- [Exercise] Nothing but an exact copy of the records below counts as the answer.

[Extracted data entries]
^^^^

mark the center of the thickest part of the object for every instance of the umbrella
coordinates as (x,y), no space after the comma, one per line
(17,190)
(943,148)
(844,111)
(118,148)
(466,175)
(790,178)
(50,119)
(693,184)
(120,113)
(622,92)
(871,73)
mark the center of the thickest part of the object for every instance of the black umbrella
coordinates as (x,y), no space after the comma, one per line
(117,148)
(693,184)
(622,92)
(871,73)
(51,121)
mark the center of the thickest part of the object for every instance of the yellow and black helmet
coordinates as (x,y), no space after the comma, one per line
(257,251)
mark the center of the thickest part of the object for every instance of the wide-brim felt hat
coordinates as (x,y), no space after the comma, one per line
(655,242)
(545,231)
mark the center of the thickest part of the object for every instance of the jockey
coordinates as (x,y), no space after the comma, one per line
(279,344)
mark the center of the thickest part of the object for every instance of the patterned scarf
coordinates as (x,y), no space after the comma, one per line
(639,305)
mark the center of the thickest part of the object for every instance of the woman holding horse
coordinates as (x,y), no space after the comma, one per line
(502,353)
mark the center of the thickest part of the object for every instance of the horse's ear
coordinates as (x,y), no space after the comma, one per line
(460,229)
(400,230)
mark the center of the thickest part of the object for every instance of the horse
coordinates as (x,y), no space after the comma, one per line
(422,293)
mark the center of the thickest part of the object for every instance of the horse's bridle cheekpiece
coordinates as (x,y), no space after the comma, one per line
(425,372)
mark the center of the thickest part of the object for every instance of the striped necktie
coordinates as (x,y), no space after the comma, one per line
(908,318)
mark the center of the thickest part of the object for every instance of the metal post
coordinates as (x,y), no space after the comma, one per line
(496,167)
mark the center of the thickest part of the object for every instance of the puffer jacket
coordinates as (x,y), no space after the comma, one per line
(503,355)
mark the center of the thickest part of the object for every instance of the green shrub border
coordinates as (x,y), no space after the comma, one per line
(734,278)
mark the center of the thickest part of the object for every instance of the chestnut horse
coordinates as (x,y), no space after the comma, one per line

^^^^

- [Expected answer]
mark the center of the thickest part of the object for every instance of the umbrella
coordinates as (x,y), no space after the comma, one per line
(17,190)
(943,148)
(844,111)
(118,148)
(466,175)
(790,178)
(50,119)
(693,184)
(120,113)
(622,92)
(871,73)
mark the center of the thickest part of the object for every instance of the black umbrella
coordinates as (x,y), no space after the comma, one per line
(117,148)
(693,184)
(622,92)
(871,73)
(51,121)
mark the center of the thickest part of the object for every instance of the yellow and black helmet
coordinates as (x,y), no space after the comma, one per line
(257,251)
mark the center of the thickest part of the object for every instance of the wide-brim felt hat
coordinates as (x,y), no space after the comma, one per line
(655,242)
(545,231)
mark the center of the thickest part of the object for every instance of the jockey
coordinates as (x,y), no space after the comma, one per line
(279,344)
mark the center of the thickest part of the object for every instance of the patterned scarf
coordinates as (x,y), no space after the comma, one per line
(639,305)
mark the center of the thickest part of the object for every instance of the woman holding horse
coordinates as (x,y), no space after the comma, one per line
(502,353)
mark the center of the thickest part of the object for every instance of the horse's ear
coordinates as (x,y), no space after the comma, one per line
(460,229)
(400,230)
mark the center of the thickest part of the object for every instance of the horse
coordinates as (x,y), no space after the comma, one per line
(422,293)
mark the center of the thickest part of the object for every instance of the horse's bridle cheekpiece
coordinates as (x,y), no space after the comma, one per line
(425,372)
mark the center of the thickest part of the object for every instance of the striped necktie
coordinates as (x,y), no space after the comma, one per line
(908,318)
mark the center of the thickest part of the object for every instance of the metal post
coordinates as (x,y), no space after the comma, one per line
(496,167)
mark the center of the thickest part of the object for every instance of the puffer jacket
coordinates as (x,y), no space after the comma, one per line
(503,355)
mark the center of the thickest part of the object for every instance of the green shrub border
coordinates as (x,y), no space after the comma, one per line
(734,278)
mark the center of the thickest part of the object for every instance of the chestnut horse
coordinates as (x,y), no space after the comma, one per line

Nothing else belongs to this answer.